__Brano estratto__
Ma il tempo corre sempre più in fretta. Se nel 1993 c'era ancora chi prevedeva che "mentre la comunicazione digitale è in corso di formazione, i bibliotecari hanno opportunità senza precedenti di accampare i propri diritti su territori interamente nuovi, ma se non lo faranno, ci saranno altri gruppi che se ne prenderanno la responsabilità"[12], nel 1997 c'era già chi tirava un bilancio e concludeva che "molti pensano che sia già troppo tardi perchè i bibliotecari accampino i loro diritti, che la WEBolution (un nuovo termine coniato per suggerire che il Web ha assunto il controllo dell'industria informativa ed è diventatlo lo standard) sia già avvenuta e che i bibliotecari siano stati disintermediati".[13]

Volevamo essere gli intermediari per eccellenza e invece saremmo già stati disintermediati? Io credo che abbiamo davanti a noi ancora un po' di tempo prima di essere rottamati, non per nostri particolari meriti, ma perchè il trend generale verso la disintermediazione è in realtà uno slogan semplicistico che non condivido. Se da un circolo documentario si passa a una rete documentaria ipertestuale, i percorsi possono accorciarsi, certo, ma possono anche allungarsi o addirittura girare a vuoto o finire nel nulla. Se da un canone del sapere si passa a una rete di saperi intrecciati fra loro, ci sarà più bisogno di prima di aiuti all'orientamento e all'alfabetizzazione informativa.

Il passaggio al modello (culturale e telematico) della Rete non conduce alla dis-intermediazione, ma porta piuttosto verso la iper-intermediazione (che include anche, come caso limite particolare, la mediazione di livello zero) perchè aumentando i percorsi informativi, comunicativi e documentari possibili, aumentano in proporzione anche le possibilità di scelta e il bisogno di una molteplicità di punti di vista[14] da cui affrontare i problemi cognitivi e di criteri con cui ordinare il docuverso. "In un mondo di pressochè infinite scelte, l'informazione relativa alle scelte ha più valore delle scelte stesse."[15]

Se al "cortocircuito" della dis- o iper- intermediazione si aggiunge quello che, in rete, tende a rendere più sfumato e complesso quel rapporto fra bibliografia, catalogo e collezione che costituiva un fondamentale presupposto, più o meno esplicitato, dell'antico "ordine dei libri",[16] si capirà come il cosiddetto information overload[17] (sovraccarico informativo) di cui spesso ci si lamenta sia imputabile al disorientamento per la scomparsa degli abituali punti di riferimento del paesaggio editoriale e documentario almeno quanto alla pura massa quantitativa (spesso sopravvalutata) di informazione digitale che ci viene quotidianamente somministrata e che va ad aggiungersi a quella (spesso sottovalutata) che si è accumulata nel corso dei secoli in formato cartaceo o comunque analogico.

Vaporwave ed esagerazioni a parte, è comunque vero che su Internet c'è (e ci sarà sempre di più) una gran quantità di informazione scarsamente strutturata che deve essere filtrata e organizzata per poter essere utilizzata proficuamente. Al di là delle aspettative riposte, probabilmente con eccessiva fiducia, nelle mirabolanti imprese degli ultimi ritrovati tecnologici come i motori di ricerca e gli agenti intelligenti,[18] resterà a lungo (probabilmente per sempre) necessaria in tale ambito qualche forma di intervento umano.

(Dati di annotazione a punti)
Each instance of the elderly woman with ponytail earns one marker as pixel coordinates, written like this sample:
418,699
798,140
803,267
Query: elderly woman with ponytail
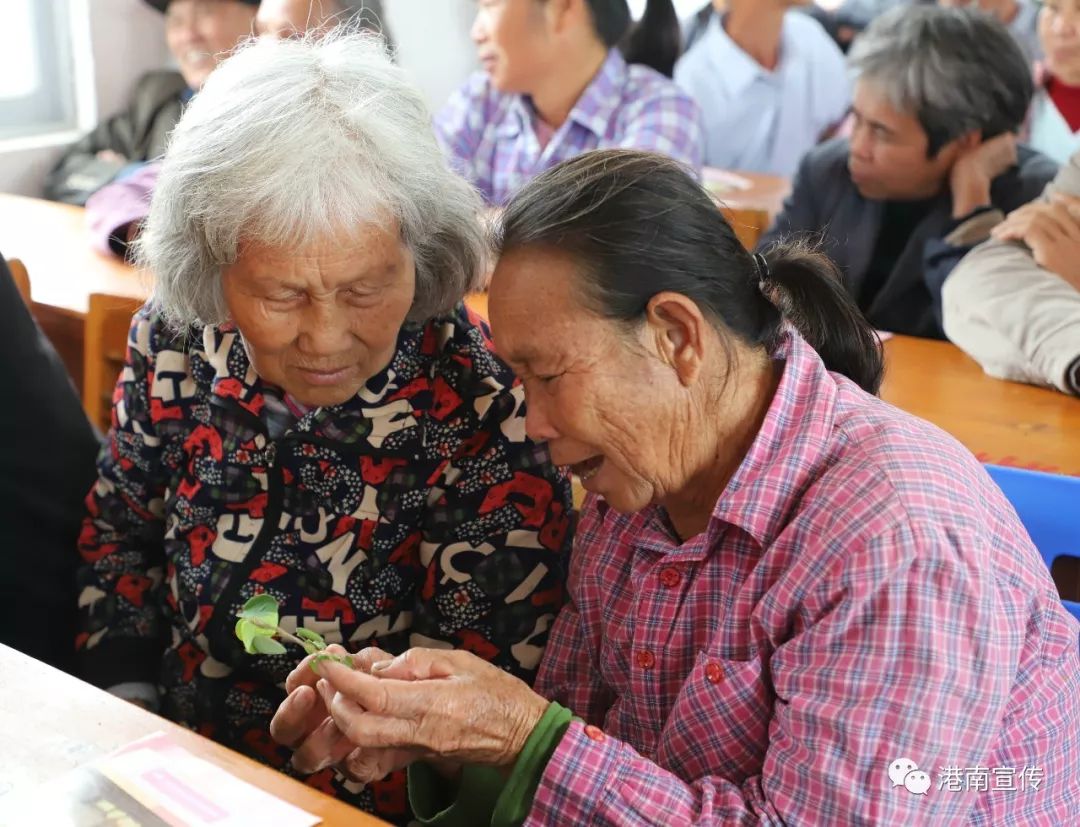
787,598
554,84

__Compito 1__
Rispondi a queste domande sul brano dedicato ai bibliotecari e alla disintermediazione:
(a) In quale anno c'era già chi tirava un bilancio e concludeva che i bibliotecari fossero stati disintermediati?
(b) Verso che cosa porta il passaggio al modello della Rete, secondo il brano?
(c) Che cosa resterà a lungo necessario, secondo l'ultimo paragrafo, per filtrare e organizzare l'informazione su Internet?
__Compito 2__
Prosegui il brano sui bibliotecari e la disintermediazione, riprendendo subito dopo la sua ultima frase.

__Risultato esercizio 1__
(a) Nel 1997.
(b) Verso la iper-intermediazione.
(c) Qualche forma di intervento umano.

__Risultato esercizio 2__
Non è affatto pacifico che tale intervento sia quello del bibliotecario, sia pure etichettato con le più aggiornate ed accattivanti denominazioni di information broker, specialista o professionista dell'informazione, se non addirittura cybrarian. Sono molti, infatti, i soggetti professionali (editori tradizionali, elettronici o delle telecomunicazioni, distributori, informatici, insegnanti, giornalisti, addetti stampa, bibliotecari, documentalisti, ecc.) che si autocandidano al ruolo, probabilmente sempre più cruciale (e forse redditizio) di filtratori e organizzatori dell'informazione elettronica.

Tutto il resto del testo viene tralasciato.